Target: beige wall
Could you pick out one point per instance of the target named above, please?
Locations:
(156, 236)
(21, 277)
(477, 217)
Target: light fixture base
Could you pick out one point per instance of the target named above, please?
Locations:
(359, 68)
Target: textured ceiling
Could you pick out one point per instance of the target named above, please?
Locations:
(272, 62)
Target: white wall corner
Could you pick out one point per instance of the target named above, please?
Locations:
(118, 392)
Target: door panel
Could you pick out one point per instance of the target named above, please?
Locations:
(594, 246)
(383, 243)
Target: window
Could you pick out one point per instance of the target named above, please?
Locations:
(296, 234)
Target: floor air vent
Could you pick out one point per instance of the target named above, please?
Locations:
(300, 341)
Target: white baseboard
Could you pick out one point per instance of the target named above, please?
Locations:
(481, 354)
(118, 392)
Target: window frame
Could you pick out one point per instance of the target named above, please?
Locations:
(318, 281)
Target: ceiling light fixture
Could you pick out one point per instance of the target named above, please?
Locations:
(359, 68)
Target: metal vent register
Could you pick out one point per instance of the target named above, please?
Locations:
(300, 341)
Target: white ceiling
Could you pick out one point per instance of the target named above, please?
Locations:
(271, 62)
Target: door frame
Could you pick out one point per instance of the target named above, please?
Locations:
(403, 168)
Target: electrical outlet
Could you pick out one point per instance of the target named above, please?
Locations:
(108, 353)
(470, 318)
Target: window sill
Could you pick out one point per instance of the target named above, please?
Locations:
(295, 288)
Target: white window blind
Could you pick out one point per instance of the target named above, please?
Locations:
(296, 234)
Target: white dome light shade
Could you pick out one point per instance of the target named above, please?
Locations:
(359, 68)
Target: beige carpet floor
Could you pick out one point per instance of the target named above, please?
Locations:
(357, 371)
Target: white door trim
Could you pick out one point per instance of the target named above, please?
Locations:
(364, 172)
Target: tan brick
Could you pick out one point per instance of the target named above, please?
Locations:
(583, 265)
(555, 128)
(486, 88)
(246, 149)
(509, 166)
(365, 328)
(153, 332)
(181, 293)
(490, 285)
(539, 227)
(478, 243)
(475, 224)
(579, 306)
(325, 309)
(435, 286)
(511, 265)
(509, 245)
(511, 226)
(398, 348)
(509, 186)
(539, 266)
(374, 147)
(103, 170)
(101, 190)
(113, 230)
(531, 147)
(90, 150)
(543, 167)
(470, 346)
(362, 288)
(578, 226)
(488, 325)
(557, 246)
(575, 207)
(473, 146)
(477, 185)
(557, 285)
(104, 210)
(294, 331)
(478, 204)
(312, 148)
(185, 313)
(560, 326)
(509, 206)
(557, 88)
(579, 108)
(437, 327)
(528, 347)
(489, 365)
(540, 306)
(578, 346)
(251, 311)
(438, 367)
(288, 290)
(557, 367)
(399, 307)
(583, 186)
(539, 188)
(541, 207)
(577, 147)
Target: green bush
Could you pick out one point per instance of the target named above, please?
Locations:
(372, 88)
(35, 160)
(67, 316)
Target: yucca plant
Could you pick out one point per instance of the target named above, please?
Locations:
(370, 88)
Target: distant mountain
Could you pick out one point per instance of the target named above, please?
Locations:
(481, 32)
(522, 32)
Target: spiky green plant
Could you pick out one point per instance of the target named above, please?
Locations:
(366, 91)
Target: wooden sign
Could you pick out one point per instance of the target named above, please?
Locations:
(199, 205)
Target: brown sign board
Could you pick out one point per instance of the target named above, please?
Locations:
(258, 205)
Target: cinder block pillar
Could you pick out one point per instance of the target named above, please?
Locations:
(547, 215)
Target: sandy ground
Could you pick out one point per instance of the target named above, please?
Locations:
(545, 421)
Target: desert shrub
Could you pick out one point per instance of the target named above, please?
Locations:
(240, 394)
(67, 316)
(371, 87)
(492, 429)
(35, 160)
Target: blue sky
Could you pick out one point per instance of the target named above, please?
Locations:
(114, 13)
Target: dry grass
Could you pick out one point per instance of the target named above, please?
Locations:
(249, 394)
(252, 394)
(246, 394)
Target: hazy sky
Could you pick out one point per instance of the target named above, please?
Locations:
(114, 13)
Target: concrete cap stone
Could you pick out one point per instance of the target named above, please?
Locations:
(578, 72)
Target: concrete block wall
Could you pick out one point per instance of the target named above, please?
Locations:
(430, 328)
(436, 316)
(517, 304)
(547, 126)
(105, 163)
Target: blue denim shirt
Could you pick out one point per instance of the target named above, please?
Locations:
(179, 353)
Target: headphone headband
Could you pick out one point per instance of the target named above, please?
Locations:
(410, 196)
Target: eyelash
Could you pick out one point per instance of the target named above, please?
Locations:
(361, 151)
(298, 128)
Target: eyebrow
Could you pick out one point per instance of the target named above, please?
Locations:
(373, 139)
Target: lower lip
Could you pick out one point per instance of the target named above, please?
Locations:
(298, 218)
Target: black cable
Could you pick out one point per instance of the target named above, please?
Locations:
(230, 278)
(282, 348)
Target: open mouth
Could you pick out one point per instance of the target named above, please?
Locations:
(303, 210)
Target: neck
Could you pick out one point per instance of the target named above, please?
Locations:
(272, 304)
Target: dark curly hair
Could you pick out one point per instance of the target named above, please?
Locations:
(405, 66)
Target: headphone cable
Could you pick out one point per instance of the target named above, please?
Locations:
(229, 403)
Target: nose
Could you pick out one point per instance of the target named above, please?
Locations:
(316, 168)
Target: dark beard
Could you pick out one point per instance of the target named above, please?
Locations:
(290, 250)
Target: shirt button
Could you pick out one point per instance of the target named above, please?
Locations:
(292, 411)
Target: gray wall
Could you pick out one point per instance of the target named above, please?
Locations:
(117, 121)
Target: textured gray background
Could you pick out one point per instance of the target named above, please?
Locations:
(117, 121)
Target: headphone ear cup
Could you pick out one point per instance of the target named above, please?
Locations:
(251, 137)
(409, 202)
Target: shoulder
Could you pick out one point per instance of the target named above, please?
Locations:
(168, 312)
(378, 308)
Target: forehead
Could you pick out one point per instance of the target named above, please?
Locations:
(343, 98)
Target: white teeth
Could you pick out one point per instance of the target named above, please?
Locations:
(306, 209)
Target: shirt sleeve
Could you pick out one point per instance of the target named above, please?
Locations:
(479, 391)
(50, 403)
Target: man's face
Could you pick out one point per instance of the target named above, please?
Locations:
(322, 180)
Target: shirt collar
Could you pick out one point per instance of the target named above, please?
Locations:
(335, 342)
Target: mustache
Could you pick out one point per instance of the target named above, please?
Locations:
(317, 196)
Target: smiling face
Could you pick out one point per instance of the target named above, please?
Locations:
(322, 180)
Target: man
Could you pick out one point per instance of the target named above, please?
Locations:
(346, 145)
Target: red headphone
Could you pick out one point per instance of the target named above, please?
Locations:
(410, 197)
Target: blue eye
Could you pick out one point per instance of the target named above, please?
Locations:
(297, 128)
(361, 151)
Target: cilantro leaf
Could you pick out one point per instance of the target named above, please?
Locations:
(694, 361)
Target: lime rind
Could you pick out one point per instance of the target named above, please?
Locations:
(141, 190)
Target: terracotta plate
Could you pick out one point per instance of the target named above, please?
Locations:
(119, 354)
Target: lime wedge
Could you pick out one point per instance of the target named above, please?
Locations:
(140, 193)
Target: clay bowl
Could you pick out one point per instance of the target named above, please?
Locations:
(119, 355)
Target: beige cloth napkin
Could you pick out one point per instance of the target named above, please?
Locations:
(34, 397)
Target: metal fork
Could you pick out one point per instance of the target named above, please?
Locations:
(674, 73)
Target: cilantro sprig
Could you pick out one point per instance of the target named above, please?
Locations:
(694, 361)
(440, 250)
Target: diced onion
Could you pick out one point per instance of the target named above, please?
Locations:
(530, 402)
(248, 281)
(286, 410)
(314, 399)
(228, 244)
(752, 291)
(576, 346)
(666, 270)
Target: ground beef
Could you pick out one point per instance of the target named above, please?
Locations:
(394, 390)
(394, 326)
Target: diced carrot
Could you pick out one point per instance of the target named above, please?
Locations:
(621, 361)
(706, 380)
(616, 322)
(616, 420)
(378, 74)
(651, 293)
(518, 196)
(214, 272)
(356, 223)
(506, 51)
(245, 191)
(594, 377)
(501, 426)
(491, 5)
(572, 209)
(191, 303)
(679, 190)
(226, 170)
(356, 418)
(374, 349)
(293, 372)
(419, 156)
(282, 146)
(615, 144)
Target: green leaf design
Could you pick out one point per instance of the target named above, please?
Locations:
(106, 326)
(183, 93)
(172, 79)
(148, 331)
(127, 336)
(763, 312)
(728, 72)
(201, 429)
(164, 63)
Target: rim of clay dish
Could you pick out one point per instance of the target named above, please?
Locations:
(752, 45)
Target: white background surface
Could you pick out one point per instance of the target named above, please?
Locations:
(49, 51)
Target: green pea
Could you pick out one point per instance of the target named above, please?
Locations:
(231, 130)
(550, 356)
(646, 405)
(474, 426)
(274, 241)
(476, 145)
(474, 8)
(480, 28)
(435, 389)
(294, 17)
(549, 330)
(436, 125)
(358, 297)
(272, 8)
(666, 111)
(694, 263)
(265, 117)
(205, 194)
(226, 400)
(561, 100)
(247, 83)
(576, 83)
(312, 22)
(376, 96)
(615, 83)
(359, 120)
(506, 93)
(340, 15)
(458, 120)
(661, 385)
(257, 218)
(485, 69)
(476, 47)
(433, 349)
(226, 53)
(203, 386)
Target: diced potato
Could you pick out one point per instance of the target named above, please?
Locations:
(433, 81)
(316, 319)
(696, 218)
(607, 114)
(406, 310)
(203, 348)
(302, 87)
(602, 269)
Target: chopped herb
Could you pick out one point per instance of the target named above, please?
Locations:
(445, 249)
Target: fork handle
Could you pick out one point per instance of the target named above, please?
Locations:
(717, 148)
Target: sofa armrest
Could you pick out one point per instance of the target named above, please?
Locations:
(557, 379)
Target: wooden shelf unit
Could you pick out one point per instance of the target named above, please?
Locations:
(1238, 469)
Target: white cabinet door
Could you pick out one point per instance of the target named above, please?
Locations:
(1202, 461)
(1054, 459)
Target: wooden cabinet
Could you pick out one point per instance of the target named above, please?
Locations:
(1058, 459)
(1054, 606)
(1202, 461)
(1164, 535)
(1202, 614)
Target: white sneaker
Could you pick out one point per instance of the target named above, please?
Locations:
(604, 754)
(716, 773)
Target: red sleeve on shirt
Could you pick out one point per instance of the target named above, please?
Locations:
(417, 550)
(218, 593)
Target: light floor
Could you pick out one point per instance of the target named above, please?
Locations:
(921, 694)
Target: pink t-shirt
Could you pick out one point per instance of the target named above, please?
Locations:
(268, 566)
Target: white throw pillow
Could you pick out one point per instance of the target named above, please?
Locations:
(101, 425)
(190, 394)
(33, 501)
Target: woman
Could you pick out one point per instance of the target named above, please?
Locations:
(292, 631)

- - - -

In the records above, copy out the lines from the one containing "Target: wooden shelf unit" to the one containing "(1054, 459)", both included, and give nothing else.

SOLUTION TO THIS TASK:
Target: wooden shelf unit
Could you pick out one point per instance of the target named above, please?
Locations:
(1238, 469)
Target: white cabinet door
Could you pick out one point per instance of the target named above, please?
Locations:
(1202, 461)
(1054, 459)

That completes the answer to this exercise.